[Natural-language object grounding data]
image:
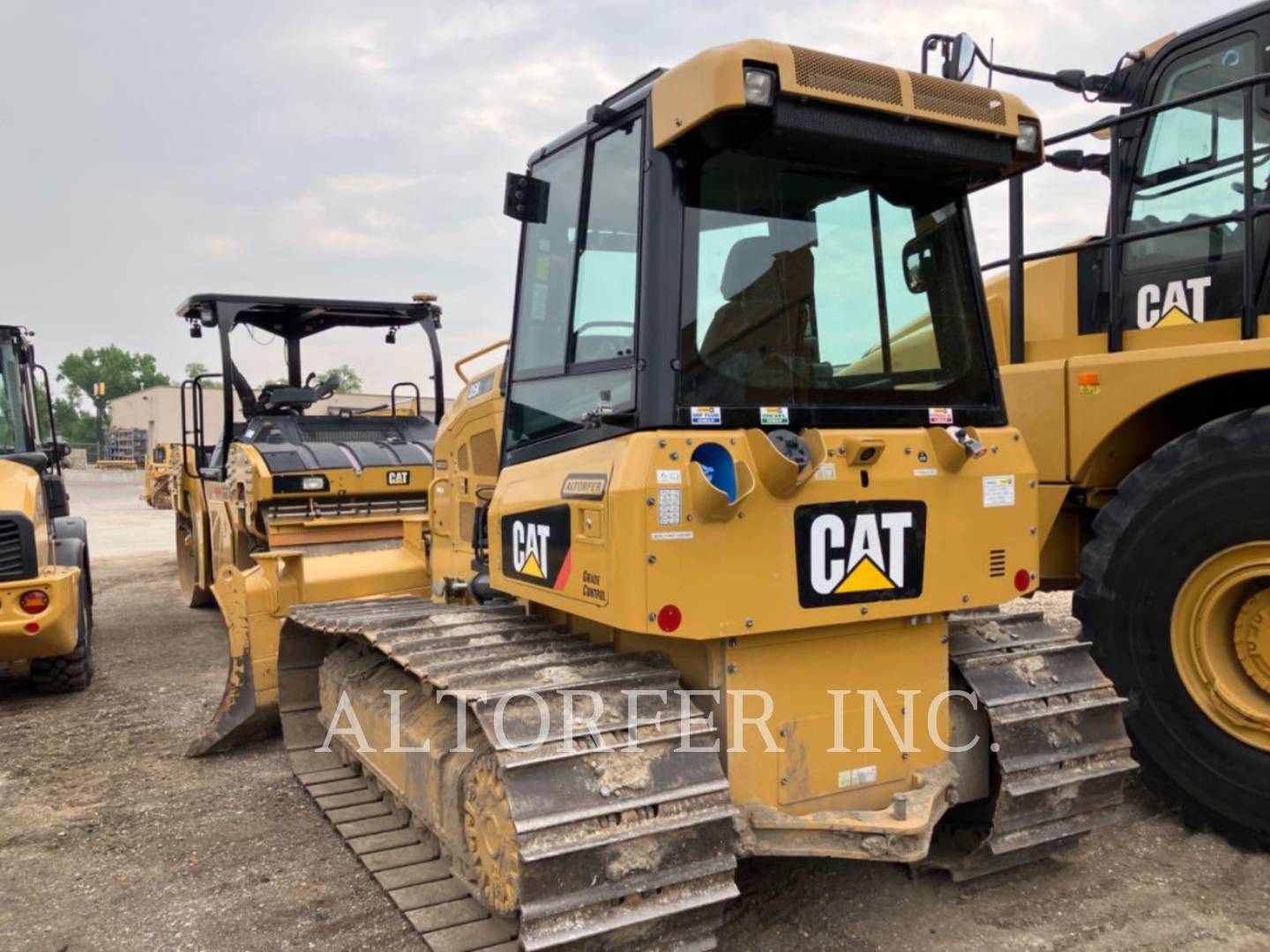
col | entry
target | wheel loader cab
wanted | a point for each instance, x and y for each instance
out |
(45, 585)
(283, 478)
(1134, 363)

--

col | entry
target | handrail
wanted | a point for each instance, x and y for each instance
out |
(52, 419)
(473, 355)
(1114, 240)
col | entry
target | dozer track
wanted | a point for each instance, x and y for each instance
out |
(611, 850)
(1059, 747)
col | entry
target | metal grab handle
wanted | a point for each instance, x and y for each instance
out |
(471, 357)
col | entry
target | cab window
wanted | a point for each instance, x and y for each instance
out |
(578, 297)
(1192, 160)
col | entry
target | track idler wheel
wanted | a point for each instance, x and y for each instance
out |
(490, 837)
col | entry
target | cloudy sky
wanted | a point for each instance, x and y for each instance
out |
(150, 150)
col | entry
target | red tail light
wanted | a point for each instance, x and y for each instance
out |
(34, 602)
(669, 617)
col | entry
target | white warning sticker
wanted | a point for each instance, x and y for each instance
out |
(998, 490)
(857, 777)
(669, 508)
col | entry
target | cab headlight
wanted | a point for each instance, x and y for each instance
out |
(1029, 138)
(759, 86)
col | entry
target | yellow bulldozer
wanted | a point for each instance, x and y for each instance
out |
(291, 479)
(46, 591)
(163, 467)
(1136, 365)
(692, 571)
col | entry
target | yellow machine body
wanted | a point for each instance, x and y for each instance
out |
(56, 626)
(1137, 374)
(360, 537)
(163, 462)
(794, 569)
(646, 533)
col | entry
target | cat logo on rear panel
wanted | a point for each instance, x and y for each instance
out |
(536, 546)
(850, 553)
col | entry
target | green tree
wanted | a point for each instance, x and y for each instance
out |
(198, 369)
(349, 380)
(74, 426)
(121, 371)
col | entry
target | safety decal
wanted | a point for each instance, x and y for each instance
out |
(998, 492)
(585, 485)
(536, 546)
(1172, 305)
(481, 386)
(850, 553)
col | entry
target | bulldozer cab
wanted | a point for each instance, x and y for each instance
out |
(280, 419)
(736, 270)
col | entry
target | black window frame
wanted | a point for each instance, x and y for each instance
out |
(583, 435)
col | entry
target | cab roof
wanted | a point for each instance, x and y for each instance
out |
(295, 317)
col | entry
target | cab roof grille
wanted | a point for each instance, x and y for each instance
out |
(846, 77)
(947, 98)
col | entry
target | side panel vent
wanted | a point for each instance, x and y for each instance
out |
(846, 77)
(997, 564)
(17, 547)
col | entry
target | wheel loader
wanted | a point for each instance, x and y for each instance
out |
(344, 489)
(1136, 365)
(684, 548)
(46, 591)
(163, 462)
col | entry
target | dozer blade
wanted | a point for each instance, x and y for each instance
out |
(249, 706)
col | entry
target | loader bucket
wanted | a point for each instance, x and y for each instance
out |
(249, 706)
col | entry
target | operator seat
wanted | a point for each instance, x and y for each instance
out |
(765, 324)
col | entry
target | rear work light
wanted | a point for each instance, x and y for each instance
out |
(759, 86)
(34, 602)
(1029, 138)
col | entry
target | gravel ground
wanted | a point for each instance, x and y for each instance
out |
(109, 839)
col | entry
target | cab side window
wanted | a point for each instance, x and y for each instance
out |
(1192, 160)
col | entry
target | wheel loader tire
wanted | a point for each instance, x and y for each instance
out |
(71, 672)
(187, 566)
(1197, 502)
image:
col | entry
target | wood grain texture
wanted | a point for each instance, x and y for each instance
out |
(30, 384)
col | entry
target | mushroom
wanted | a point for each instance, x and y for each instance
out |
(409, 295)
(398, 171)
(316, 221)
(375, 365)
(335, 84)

--

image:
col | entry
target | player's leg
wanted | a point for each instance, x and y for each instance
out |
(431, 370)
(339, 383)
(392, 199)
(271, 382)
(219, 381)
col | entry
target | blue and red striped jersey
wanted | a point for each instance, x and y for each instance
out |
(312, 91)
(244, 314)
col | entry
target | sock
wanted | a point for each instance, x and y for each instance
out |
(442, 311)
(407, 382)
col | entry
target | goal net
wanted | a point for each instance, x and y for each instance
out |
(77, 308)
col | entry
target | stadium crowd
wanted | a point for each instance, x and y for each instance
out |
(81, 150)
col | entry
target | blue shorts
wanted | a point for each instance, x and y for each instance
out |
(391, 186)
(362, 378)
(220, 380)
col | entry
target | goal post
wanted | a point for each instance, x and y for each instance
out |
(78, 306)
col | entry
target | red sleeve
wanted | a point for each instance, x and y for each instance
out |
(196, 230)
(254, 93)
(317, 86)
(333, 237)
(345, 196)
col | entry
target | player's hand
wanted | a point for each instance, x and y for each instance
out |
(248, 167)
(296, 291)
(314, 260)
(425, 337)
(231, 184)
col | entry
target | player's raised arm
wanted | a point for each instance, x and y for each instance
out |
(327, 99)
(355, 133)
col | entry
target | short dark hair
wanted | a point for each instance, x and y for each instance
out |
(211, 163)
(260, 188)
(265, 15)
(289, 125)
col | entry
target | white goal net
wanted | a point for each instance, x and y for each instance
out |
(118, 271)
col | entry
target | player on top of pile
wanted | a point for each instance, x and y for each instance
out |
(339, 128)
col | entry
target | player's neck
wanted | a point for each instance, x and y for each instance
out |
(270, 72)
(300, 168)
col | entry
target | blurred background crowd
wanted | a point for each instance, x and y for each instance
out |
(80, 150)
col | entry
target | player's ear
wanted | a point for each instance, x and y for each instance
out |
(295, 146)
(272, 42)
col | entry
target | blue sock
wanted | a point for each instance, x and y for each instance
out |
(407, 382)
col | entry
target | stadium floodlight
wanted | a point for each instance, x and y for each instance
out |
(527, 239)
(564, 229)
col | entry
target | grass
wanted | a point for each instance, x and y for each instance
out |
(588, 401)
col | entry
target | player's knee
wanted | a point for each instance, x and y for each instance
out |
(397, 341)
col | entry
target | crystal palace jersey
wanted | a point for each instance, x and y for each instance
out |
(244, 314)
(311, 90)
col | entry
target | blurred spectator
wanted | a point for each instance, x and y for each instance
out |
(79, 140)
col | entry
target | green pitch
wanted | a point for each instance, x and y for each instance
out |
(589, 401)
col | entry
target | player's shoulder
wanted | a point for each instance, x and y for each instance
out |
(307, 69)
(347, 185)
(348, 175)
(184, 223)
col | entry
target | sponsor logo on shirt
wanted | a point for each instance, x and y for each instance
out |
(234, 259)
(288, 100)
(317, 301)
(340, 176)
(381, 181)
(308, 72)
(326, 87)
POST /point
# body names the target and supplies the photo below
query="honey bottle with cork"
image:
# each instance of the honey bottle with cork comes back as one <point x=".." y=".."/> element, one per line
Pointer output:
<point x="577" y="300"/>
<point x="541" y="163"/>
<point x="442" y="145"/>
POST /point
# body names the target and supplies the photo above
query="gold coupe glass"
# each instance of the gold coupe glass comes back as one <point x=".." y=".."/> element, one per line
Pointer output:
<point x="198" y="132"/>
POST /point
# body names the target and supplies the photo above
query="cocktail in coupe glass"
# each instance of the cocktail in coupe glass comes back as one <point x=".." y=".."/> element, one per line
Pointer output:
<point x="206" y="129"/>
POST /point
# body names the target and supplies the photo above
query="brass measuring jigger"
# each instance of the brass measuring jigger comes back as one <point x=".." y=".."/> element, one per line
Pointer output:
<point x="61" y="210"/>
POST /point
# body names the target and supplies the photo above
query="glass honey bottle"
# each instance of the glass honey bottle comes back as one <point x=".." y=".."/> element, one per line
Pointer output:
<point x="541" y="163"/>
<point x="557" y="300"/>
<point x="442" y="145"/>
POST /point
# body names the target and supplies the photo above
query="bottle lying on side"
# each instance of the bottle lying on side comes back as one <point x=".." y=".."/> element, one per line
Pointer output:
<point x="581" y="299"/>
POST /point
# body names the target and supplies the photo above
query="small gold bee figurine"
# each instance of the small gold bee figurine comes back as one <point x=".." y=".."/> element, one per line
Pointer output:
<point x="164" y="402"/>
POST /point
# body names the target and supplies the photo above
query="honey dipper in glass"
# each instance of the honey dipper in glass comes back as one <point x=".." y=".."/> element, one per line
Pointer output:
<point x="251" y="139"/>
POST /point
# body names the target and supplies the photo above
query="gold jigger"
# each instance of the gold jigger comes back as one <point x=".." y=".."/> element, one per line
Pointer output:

* **Exercise brief**
Find the word "figurine" in the records, and report each line that has it.

* **Answer for this exercise**
query="small gold bee figurine"
# each instance of the small gold bee figurine comes back as one <point x=".." y=".."/> element, one per line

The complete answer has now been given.